Exercise materials
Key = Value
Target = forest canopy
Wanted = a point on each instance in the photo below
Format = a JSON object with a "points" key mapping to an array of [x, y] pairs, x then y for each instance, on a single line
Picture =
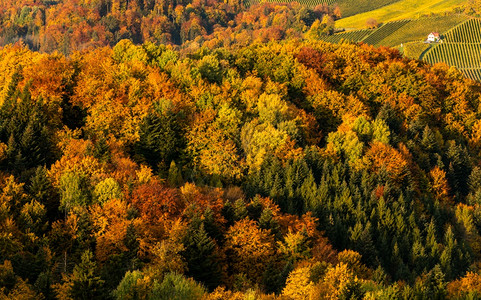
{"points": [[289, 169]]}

Task brief
Can you write out the listing again, changing "forest canopy" to "tree canopy" and keeping everything else the same, but without the pictures?

Task result
Key = Value
Target = tree canopy
Wanted = a point on each instance in the photo below
Format = a JSON object with a "points" key mapping to an array of [x, y] pairs, x then y for each instance, on a single line
Picture =
{"points": [[289, 169]]}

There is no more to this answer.